Extract exactly the range of lines bounded by the line containing "Practice. Indicate each instance of the masonry" and the final line of the listing, both ends included, and no other lines.

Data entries
* * * * * * *
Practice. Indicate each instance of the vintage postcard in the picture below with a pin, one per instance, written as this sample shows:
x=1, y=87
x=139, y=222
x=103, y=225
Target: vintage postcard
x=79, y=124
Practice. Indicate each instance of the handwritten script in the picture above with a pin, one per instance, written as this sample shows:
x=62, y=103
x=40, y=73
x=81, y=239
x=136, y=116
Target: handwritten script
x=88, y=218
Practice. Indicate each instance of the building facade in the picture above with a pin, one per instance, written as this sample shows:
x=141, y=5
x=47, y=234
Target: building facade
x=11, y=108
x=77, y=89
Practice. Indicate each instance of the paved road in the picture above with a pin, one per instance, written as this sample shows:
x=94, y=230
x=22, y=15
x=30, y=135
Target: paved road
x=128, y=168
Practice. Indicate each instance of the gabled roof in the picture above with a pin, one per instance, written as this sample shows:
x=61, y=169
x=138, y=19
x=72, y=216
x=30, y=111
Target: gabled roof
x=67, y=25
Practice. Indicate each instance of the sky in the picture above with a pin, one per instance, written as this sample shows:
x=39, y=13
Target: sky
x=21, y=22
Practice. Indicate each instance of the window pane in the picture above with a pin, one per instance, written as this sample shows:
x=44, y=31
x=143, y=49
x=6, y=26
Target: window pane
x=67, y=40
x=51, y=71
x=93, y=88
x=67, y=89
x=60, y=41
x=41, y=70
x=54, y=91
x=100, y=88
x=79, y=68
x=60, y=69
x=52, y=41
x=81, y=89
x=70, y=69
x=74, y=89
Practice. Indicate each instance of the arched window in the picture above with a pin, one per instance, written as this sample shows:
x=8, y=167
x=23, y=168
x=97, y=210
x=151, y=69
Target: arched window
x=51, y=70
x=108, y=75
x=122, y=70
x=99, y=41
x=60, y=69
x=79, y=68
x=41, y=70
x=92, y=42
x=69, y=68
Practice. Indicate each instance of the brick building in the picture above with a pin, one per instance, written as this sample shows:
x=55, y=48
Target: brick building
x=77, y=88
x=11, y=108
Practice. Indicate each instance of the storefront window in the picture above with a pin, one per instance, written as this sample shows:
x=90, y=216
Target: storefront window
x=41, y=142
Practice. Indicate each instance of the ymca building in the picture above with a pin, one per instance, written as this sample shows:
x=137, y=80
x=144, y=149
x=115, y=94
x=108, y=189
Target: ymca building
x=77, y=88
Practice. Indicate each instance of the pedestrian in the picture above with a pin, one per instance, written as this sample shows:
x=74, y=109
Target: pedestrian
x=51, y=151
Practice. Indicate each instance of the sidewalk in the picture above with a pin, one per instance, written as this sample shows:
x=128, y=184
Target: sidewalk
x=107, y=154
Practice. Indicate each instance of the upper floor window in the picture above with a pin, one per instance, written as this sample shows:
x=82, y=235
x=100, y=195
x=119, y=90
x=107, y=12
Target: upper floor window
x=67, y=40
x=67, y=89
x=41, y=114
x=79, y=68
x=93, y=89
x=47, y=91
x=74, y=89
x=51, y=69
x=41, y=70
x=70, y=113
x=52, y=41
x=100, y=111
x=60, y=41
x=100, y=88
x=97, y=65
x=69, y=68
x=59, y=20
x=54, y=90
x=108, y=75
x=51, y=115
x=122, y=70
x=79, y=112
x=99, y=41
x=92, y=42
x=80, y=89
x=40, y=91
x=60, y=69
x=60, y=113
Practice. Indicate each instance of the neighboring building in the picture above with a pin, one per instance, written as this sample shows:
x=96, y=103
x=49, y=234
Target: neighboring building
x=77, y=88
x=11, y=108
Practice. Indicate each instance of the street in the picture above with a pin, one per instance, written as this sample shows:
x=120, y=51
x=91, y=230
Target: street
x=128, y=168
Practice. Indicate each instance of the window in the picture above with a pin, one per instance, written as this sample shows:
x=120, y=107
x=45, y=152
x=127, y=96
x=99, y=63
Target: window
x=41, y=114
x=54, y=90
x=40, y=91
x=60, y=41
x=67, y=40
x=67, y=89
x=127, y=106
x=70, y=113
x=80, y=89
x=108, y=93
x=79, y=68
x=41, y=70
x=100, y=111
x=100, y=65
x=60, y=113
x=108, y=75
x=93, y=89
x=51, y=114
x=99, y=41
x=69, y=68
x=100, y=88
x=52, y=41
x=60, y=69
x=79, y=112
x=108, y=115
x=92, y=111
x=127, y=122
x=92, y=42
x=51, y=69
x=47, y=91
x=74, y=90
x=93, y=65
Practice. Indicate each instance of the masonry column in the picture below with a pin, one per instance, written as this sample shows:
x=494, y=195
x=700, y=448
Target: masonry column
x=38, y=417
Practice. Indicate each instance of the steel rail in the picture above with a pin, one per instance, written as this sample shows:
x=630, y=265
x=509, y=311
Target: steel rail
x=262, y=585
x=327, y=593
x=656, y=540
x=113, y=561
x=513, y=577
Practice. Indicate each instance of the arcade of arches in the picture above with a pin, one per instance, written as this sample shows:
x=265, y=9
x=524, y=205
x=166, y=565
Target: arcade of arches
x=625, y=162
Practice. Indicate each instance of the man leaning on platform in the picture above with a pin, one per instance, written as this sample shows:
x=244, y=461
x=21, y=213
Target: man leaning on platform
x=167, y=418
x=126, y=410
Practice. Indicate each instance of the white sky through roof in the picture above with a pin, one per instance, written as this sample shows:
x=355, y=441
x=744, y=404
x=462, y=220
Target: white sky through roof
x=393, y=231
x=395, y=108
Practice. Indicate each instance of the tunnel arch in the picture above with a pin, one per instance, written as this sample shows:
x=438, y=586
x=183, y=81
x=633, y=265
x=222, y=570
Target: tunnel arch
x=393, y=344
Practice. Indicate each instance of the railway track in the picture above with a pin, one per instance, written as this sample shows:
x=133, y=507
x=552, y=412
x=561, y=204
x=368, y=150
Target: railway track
* * * * * * *
* Task solution *
Practice. Indicate each instance of the masonry column in the picture below with a pin, one per instance, written as this sample shows:
x=494, y=195
x=700, y=448
Target: masonry column
x=38, y=417
Practice. Indicate each instance of the steel rail in the picture above with a pin, one per instance, written as this sample shows:
x=630, y=265
x=509, y=311
Target: steel rail
x=262, y=585
x=327, y=593
x=656, y=540
x=113, y=561
x=513, y=577
Practice. Indicate each instance of the arcade of arches in the picture above with a pin, one per instance, written as this sample shows:
x=265, y=9
x=524, y=205
x=166, y=565
Target: arcade of arches
x=625, y=162
Practice. Indicate each instance of the man leaning on platform in the picture above with a pin, one per instance, written as this sample shows:
x=244, y=461
x=21, y=213
Target: man leaning on platform
x=167, y=418
x=126, y=410
Practice. Indicate each instance of the white sky through roof in the picture above with a pin, one per instance, written as this sample shows:
x=355, y=441
x=744, y=404
x=462, y=220
Target: white sky through roof
x=393, y=231
x=395, y=108
Practice. Indicate each instance of the tunnel arch in the picture above with a pin, one per instance, written as this sample shows:
x=438, y=586
x=183, y=81
x=633, y=265
x=222, y=570
Target: tunnel arch
x=393, y=344
Practice. Indicate each instance of the railway track in the picture above with a pin, one per instance, written as this sample shows:
x=133, y=507
x=552, y=412
x=561, y=204
x=368, y=150
Target: railway track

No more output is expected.